▸ Task: Could you swap "Drop a point on each instance" for "Mark every instance" everywhere in the material below, keeping everything else the same?

▸ Given data:
◆ ◆ ◆ ◆ ◆ ◆ ◆

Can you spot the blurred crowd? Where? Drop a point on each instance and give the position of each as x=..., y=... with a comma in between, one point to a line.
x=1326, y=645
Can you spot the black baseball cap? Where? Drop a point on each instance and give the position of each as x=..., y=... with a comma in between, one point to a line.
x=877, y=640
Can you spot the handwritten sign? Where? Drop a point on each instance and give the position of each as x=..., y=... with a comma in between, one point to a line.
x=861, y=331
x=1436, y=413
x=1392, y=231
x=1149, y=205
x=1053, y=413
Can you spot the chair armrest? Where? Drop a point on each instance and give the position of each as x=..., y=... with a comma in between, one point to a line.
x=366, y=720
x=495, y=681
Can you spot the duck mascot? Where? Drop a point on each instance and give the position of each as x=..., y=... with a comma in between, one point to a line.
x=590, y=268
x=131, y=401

◆ ◆ ◆ ◆ ◆ ◆ ◆

▸ Worked solution:
Can you spot the blurred crowd? Where? Mark every instance and give the position of each as x=..., y=... with a comma in between, one point to a line.
x=1326, y=645
Can you spot the black baseball cap? Where? Mark every instance and give the position of each as x=..., y=... with a comma in between, one point to a line.
x=877, y=640
Can you spot the handwritten sign? Where? Mark every instance and give the position of each as x=..., y=... with a comma in between, one point to a line.
x=861, y=331
x=1436, y=413
x=1392, y=231
x=1149, y=205
x=1053, y=413
Can you spot the chair armrest? Where? Mark every instance and give the position of each as x=..., y=... with a comma in between, one point to a line.
x=366, y=720
x=495, y=681
Can you spot the duck mascot? Where? Mark every instance and give the position of each as x=..., y=... with a comma in between, one point to a line.
x=590, y=268
x=131, y=401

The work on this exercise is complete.